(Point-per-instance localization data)
▼▼▼

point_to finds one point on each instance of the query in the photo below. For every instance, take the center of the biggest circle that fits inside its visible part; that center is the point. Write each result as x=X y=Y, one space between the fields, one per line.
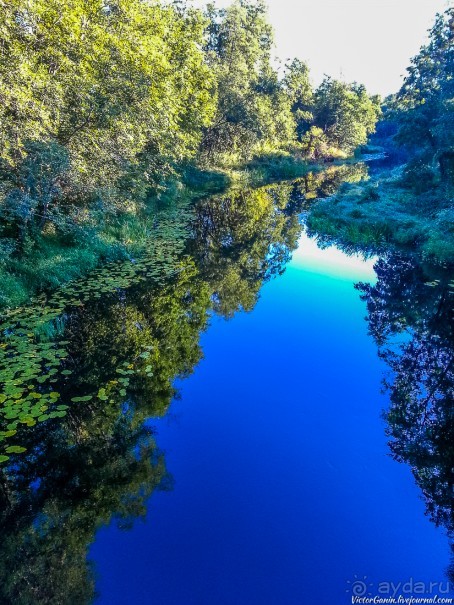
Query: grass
x=52 y=260
x=382 y=212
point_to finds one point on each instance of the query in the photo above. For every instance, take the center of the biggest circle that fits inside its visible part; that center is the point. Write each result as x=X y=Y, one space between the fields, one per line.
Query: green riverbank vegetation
x=109 y=107
x=412 y=203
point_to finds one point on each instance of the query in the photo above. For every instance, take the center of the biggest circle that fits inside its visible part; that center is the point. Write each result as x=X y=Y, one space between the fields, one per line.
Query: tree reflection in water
x=410 y=315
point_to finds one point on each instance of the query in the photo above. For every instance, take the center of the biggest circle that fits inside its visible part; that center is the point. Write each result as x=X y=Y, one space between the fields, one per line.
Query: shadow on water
x=411 y=318
x=82 y=371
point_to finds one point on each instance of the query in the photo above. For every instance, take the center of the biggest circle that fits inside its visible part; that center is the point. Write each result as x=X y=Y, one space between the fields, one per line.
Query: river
x=222 y=435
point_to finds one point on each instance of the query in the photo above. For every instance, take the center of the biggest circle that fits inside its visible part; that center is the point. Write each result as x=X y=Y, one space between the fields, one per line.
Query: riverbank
x=53 y=259
x=386 y=211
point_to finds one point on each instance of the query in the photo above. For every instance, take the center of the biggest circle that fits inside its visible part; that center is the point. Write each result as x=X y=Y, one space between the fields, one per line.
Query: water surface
x=205 y=424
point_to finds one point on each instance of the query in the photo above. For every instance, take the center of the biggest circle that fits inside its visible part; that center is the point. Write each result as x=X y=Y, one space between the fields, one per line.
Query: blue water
x=284 y=490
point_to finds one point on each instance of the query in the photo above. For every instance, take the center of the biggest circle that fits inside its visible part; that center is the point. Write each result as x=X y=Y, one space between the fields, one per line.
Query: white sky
x=370 y=41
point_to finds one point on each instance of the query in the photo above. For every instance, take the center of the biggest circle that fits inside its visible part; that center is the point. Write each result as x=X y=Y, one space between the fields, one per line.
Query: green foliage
x=111 y=108
x=424 y=106
x=345 y=113
x=253 y=112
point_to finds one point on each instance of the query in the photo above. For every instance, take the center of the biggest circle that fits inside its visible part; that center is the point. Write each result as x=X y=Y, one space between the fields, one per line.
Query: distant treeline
x=423 y=109
x=410 y=201
x=103 y=102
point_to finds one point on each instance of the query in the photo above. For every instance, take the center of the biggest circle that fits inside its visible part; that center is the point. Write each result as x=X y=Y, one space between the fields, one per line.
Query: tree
x=252 y=109
x=424 y=105
x=345 y=113
x=298 y=87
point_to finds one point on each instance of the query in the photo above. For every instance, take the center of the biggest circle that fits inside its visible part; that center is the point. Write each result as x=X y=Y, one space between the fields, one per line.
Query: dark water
x=213 y=432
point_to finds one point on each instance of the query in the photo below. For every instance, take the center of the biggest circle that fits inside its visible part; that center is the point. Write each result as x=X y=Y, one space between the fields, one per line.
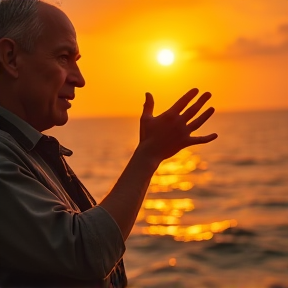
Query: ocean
x=215 y=215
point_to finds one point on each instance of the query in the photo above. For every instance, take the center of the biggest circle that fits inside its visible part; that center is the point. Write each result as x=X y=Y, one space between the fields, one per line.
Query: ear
x=8 y=56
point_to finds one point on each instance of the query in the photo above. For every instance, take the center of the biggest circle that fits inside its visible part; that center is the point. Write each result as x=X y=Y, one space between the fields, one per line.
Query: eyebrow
x=71 y=49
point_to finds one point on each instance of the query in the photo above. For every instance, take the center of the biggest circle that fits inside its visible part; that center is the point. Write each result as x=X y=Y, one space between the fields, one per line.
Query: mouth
x=67 y=98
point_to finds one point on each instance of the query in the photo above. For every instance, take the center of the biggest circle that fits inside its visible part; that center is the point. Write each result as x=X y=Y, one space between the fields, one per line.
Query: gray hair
x=20 y=22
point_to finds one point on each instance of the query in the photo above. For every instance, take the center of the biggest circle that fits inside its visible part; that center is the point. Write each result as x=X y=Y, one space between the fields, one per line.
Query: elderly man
x=52 y=232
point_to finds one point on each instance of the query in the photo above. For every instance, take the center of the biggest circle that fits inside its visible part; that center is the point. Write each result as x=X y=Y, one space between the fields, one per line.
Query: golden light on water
x=165 y=57
x=169 y=216
x=197 y=232
x=172 y=262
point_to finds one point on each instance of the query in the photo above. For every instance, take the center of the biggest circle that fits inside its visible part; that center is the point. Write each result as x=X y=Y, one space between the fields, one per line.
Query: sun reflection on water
x=161 y=216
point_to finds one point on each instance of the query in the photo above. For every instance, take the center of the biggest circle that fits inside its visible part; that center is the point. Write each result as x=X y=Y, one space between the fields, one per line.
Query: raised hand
x=168 y=133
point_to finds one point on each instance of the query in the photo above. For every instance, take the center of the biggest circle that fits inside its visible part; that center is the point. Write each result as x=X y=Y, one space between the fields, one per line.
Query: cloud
x=246 y=47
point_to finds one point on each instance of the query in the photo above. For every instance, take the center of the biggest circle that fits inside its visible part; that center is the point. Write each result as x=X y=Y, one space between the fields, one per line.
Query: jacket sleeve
x=40 y=234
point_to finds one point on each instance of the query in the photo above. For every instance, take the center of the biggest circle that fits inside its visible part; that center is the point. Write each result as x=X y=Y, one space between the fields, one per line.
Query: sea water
x=215 y=215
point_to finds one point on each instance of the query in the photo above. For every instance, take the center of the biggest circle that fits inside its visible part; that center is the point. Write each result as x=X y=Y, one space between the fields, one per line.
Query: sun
x=165 y=57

▲▲▲

• **Exercise**: Omit the pictures. Output every record above word for word.

• **Solution for this task**:
point_to finds one point on each instance of the query in the photo below. For every instance, take the center of the biggest circle that fits inside its visible part; that center is the point. Write each result as x=X y=Y, one space between the fields, one per line.
Query: grass
x=52 y=260
x=382 y=212
point_to finds one point on each instance of the query in the photo above. For every instance, take the center of the biggest circle that fits inside its visible part; that center is the point. Write each result as x=X y=Y, one space between the fields, one per line.
Query: green riverbank vegetation
x=109 y=107
x=412 y=203
point_to finds one point on each instance of the query in the photo above. For every instance, take the center of the biggest circle that fits inside its visible part; that center is the point. Write each result as x=X y=Y, one space between the fields, one per line.
Query: tree reflection in water
x=410 y=315
point_to finds one point on each instance of the query in the photo above. For every instance, take the center of the biggest circle that fits inside its visible part; that center is the point. Write each result as x=X y=Y, one space between the fields, one per line.
Query: shadow on water
x=411 y=318
x=82 y=371
point_to finds one point on each instance of the query in the photo above. For every instance, take the center of the biggest circle that fits inside its visible part; that center is the point. Write each result as x=X y=Y, one space between the fields, one per line.
Query: river
x=222 y=435
point_to finds one point on each instance of the query in the photo above. For every instance, take the center of the biggest circle that fits inside its visible part; that center is the point. Write each result as x=X y=Y, one space between the fields, one per line.
Query: riverbank
x=53 y=259
x=386 y=211
point_to finds one point on each instance of the query in the photo above. For every instance, take the center of the biggest circle that fits inside its visible part; that center is the point. Write each result as x=X y=Y, one space between the fields, one per line.
Query: water surface
x=205 y=424
point_to finds one point on each instance of the query in the photo above. For every instance, take the center of the biggest circle that fits inside its visible part; that center is the point. Write each result as x=X y=Y, one space between the fields, one per line.
Query: blue water
x=284 y=490
point_to finds one point on each instance of the query in the photo above. For every instance, take the center of the biggest circle that fits inside its visible part; that center is the point. Write each result as x=X y=Y, one space between the fields, one per line.
Query: white sky
x=370 y=41
point_to finds one point on each instance of the query in the photo above. For every instance, take the center of the biggest circle that fits inside its visible part; that center is the point. Write each result as x=X y=Y, one space between the fields, one per line.
Query: green foliage
x=111 y=108
x=424 y=106
x=345 y=113
x=253 y=112
point_to finds one point on each instance of the query in the photo above. For every instance, take the center of the biggest circle that fits inside its visible part; that center is the point. Write each result as x=X y=Y, one space between the fields, one per line.
Query: distant treeline
x=423 y=109
x=410 y=201
x=103 y=102
point_to finds one point on each instance of the query in the photo above. For every instance, take the center of the biggest circle that fits inside its visible part; that center is the point. Write each result as x=X y=Y, one space between the fields, one per line.
Query: tree
x=252 y=109
x=424 y=105
x=345 y=113
x=298 y=87
point_to finds one point on each instance of the query in the photo above. For every instance, take the center of the biggest circle that fits inside its visible part; that center is the point. Write each result as x=X y=Y, one space between the fields, one per line.
Query: dark water
x=213 y=432
point_to finds one point on each instance of the query in the photo below. For every instance, take the center of the biggest circle that fits inside its visible part; that center is the point. Write each result as x=X y=Y, one space between the fields, one per line.
Query: ocean
x=215 y=215
point_to finds one point on each instance of the query in the photo above. For every instance, take the center of the biggest circle that fits inside its visible part; that center is the point. Write each result as x=X y=Y, one space between the fields, one per line.
Query: ear
x=8 y=56
point_to finds one point on each instance of the query in the photo above. For every instance, take the center of the biggest circle that fits inside its visible part; that center is the point. Write each result as x=X y=Y, one space between the fields, one per line.
Query: eyebrow
x=71 y=49
point_to finds one point on each instance of the query in the photo above. For every instance, take the center of the biggest circle that fits inside its visible part; that center is the point. Write each result as x=X y=Y, one space between the fields, one per line.
Query: mouth
x=67 y=98
point_to finds one point on each instance of the query in the photo above. For every instance, take the center of the biggest circle that fits inside its visible part; that center is the point. Write each result as x=X y=Y, one space between the fields, one per line.
Query: gray hair
x=20 y=22
point_to finds one point on each instance of the query in the photo above. For every instance, take the center of the biggest circle that fits inside its visible part; that center is the point. Write each result as x=X y=Y, one space between the fields, one per line.
Query: elderly man
x=52 y=232
point_to finds one point on each instance of the query in the photo above. For every instance, take the center of the biggest circle that fits inside its visible part; that center is the point. Write each result as x=X y=Y, one space between the fields, one per line.
Query: golden light on water
x=165 y=57
x=169 y=216
x=197 y=232
x=172 y=262
point_to finds one point on each instance of the query in the photo above. For every instance, take the center of the biggest circle that fits inside its visible part; that center is the point. Write each result as x=X y=Y, one space between the fields, one per line.
Query: sun reflection on water
x=161 y=216
point_to finds one point on each instance of the query in the photo above. For every instance, take the center of the biggest circle that fits inside its visible part; that center is the point. Write each result as x=X y=Y, one space between the fields, one per line.
Query: raised hand
x=168 y=133
point_to finds one point on each instance of the query in the photo above. For every instance, take the center of the biggest circle that fits inside its visible part; that center is the point. Write each result as x=X y=Y, one space between the fields, one per line.
Query: cloud
x=246 y=47
point_to finds one point on each instance of the query in the photo above. For every instance, take the center of the biggest circle that fits inside its visible part; that center is the point. Write each result as x=X y=Y, one space between the fields, one per line.
Query: jacket sleeve
x=40 y=234
point_to finds one point on each instance of the query in the photo above. For every instance, take the center of the biggest circle that fits inside its visible part; that center is the point. Write each result as x=X y=Y, one space between the fields, one per line.
Query: sea water
x=215 y=215
point_to finds one point on each instance of the query in the photo above. For every instance, take the center of the biggest circle that fits inside its visible part; that center is the point. Write each result as x=X y=Y, one space between the fields, one per line.
Query: sun
x=165 y=57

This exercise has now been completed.